Items from a data source:
***

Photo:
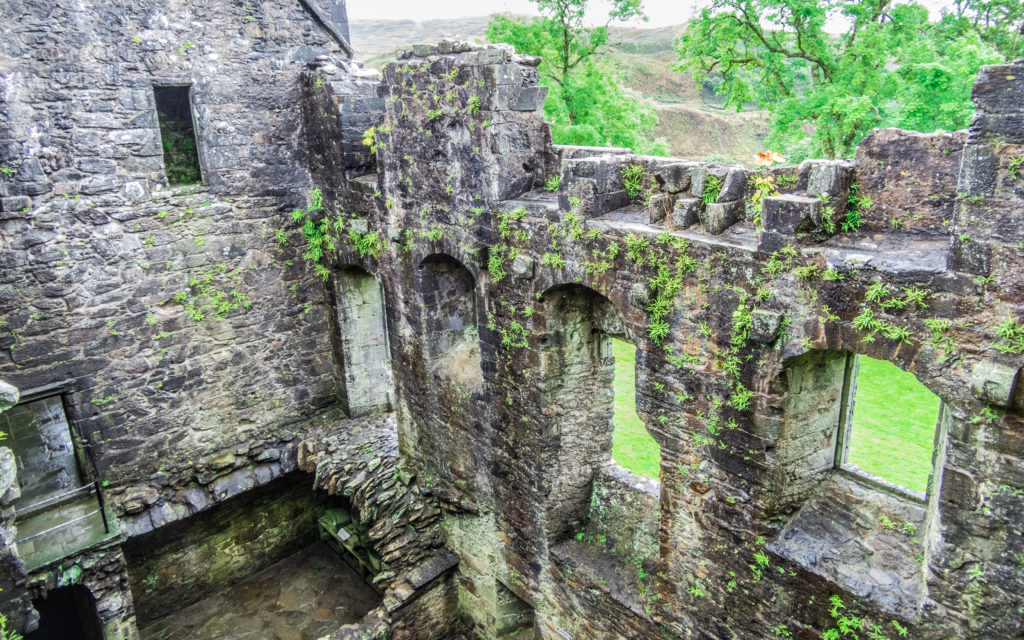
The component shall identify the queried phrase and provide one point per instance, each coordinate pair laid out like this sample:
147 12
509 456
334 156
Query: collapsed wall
414 243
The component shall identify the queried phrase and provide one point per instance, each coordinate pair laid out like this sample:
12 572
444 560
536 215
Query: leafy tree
891 67
586 102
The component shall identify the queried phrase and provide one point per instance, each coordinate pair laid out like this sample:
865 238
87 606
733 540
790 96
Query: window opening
633 448
363 334
450 320
177 134
892 420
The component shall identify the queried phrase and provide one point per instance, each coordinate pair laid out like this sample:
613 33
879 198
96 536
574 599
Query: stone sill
840 535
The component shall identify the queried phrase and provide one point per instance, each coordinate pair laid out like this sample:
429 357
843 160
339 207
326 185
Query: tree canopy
825 91
587 103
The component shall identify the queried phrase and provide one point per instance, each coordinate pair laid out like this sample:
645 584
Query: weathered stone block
733 185
522 266
978 171
960 488
826 176
720 216
675 177
790 214
8 395
529 98
764 325
14 204
9 491
686 212
993 382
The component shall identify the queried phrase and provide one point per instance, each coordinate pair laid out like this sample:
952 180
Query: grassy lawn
894 420
632 445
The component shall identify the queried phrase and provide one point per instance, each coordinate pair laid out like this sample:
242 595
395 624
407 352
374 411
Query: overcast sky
659 12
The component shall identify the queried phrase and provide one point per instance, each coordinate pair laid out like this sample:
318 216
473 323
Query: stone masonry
373 287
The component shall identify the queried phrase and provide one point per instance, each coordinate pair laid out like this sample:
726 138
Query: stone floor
86 528
39 434
303 597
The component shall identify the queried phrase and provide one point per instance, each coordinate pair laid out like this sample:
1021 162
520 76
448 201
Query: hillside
691 120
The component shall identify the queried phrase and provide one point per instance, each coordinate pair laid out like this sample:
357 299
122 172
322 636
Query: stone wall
184 561
189 337
725 316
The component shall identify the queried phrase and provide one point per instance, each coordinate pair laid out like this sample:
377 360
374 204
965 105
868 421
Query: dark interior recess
67 613
177 135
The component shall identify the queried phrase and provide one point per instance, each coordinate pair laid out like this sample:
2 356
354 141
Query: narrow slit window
633 448
177 135
892 420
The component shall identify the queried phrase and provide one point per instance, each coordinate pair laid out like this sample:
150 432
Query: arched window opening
364 355
578 365
890 425
67 613
633 448
450 330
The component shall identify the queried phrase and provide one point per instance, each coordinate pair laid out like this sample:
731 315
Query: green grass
894 418
632 446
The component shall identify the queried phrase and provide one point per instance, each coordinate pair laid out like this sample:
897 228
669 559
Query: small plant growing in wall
7 634
633 179
713 187
1014 166
764 185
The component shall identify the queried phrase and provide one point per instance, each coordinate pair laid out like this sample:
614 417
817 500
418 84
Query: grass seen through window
632 448
894 419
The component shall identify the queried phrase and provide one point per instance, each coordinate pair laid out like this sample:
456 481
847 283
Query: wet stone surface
303 597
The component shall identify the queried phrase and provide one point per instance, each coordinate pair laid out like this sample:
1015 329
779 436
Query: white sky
659 12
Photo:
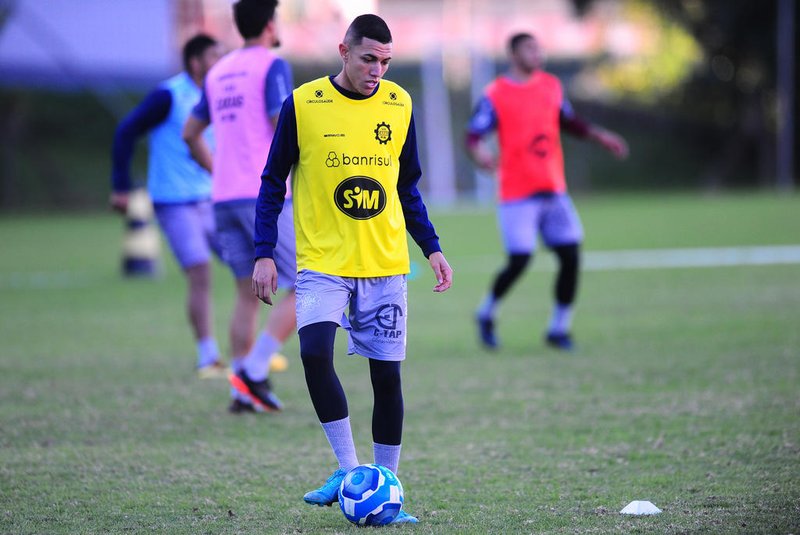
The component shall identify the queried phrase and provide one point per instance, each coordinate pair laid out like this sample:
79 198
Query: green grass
683 391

***

* **WHAT TO DO**
Please find every line in the data above that contains the word "wall" and copy each of those lines. Case counts.

* **WRITTEN ANSWER**
Query: collapsed wall
Query: stone wall
Query: small plant growing in wall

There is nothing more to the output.